[YOUR ASSIGNMENT]:
Every line below that carries the word "positive" needs to be copied.

-------- ENTRIES SHOWN --------

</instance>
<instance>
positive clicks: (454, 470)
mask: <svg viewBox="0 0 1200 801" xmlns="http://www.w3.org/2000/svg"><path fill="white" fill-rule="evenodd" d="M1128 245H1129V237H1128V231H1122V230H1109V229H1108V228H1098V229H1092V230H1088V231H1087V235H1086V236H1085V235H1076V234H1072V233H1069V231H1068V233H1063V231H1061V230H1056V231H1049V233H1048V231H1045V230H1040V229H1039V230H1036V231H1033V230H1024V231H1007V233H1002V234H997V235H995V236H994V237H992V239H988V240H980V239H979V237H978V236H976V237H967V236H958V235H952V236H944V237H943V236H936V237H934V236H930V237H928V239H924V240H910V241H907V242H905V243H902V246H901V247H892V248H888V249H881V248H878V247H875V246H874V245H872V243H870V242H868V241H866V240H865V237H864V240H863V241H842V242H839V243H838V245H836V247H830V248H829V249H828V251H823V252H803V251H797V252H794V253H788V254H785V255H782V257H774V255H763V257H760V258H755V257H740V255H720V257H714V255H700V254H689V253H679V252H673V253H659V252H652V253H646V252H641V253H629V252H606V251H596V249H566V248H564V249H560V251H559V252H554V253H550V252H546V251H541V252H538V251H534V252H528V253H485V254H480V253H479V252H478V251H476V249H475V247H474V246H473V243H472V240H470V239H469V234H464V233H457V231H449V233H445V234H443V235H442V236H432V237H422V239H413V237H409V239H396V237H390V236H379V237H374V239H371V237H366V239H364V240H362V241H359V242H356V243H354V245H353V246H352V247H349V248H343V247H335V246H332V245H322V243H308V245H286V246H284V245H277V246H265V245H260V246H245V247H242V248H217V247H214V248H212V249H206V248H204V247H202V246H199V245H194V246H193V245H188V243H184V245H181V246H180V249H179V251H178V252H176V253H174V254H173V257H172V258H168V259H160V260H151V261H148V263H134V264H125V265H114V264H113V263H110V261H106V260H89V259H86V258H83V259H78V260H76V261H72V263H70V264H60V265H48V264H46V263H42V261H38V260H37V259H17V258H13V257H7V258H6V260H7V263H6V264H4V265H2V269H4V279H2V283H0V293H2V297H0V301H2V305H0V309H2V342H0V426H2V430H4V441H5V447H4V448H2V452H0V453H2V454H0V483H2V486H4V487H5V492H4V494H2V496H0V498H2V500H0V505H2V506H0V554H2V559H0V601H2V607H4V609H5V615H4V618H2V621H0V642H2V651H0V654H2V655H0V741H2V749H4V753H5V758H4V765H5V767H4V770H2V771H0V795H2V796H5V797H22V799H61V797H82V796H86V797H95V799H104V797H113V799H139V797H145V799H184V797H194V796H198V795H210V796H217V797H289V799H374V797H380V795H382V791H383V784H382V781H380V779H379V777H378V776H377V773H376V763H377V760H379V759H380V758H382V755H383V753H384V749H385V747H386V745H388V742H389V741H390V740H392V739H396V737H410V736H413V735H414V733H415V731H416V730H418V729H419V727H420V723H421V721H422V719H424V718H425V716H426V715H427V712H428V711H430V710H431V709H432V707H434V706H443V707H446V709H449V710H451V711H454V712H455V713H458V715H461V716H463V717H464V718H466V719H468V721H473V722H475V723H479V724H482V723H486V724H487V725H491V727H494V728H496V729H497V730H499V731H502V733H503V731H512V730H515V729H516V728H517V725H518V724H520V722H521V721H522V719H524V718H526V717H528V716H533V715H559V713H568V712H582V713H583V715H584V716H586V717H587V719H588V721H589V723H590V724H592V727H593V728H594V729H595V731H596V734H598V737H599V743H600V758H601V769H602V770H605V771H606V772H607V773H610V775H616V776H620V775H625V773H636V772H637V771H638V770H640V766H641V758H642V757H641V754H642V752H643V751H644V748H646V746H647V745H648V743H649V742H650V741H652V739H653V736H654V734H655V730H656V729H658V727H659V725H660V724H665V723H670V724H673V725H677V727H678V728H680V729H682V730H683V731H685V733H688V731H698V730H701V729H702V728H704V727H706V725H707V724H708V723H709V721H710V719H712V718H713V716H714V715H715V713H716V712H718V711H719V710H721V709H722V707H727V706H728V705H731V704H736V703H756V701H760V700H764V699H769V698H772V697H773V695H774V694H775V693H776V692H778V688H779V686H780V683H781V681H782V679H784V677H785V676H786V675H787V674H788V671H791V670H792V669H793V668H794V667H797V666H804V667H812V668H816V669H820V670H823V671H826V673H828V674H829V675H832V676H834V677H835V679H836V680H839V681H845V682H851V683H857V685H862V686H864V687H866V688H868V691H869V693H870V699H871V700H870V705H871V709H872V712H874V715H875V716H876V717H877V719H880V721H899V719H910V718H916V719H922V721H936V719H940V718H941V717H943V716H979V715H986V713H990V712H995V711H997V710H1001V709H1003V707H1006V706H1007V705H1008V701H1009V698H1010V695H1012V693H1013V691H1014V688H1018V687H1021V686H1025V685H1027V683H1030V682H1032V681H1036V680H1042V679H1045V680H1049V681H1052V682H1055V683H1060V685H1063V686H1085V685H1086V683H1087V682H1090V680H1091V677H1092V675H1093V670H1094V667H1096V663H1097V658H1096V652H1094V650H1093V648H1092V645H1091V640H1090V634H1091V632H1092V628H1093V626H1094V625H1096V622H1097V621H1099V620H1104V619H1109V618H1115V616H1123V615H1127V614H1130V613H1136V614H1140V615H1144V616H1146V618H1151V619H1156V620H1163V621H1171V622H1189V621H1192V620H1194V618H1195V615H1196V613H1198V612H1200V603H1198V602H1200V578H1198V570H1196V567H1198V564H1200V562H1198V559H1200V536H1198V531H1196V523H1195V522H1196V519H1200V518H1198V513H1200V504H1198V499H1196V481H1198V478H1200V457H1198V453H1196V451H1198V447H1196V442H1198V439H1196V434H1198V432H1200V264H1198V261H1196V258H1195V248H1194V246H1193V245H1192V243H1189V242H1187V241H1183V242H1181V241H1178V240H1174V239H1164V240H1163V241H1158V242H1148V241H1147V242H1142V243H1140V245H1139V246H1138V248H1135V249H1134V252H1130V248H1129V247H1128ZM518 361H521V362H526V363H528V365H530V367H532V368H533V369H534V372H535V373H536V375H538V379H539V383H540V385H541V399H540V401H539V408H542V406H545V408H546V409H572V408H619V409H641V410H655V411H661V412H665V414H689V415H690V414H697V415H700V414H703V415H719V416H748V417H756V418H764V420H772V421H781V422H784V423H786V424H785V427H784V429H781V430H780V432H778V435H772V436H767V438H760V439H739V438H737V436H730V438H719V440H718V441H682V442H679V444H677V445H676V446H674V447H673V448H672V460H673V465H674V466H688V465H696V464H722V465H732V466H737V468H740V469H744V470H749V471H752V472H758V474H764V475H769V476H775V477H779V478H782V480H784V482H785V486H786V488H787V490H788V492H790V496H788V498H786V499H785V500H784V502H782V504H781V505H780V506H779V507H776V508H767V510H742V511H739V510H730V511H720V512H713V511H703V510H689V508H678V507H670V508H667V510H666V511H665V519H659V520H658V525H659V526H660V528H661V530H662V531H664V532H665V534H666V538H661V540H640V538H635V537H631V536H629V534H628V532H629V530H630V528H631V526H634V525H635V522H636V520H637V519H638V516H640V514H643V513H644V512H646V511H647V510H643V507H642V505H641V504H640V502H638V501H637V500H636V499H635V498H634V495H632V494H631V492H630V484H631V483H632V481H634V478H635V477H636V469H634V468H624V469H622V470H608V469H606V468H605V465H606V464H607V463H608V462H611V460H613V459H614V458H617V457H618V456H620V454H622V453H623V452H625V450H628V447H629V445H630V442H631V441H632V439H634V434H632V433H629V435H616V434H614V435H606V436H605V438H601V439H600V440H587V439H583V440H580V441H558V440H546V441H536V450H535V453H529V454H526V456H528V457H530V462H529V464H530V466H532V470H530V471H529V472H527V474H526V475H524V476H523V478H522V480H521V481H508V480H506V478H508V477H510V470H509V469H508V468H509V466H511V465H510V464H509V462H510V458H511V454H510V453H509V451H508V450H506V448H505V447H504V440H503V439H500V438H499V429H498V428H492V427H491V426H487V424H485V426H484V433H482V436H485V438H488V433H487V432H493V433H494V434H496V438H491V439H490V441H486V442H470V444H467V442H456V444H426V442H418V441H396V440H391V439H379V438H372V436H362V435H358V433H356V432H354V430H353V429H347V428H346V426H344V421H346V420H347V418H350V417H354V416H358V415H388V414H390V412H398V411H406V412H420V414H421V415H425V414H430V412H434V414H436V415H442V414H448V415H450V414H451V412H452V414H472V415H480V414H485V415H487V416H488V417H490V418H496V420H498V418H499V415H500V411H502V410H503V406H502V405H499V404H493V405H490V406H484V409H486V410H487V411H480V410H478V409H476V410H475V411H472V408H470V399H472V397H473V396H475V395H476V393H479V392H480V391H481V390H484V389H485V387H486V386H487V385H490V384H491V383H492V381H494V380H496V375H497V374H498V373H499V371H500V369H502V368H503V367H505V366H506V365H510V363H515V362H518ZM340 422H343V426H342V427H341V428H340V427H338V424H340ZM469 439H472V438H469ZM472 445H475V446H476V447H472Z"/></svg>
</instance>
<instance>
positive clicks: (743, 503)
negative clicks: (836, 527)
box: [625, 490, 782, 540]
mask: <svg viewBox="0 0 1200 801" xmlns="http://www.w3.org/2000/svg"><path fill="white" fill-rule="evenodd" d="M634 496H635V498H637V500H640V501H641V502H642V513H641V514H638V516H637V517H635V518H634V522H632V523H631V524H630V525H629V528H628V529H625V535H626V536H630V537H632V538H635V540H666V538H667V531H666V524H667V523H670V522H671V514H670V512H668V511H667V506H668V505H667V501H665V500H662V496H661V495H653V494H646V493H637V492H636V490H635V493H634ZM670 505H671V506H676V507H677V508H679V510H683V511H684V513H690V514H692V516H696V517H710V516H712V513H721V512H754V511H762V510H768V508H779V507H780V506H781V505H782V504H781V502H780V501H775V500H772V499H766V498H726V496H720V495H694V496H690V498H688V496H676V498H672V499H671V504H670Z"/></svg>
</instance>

--------

[RESPONSE TO THE TASK]:
positive clicks: (454, 470)
positive clicks: (743, 503)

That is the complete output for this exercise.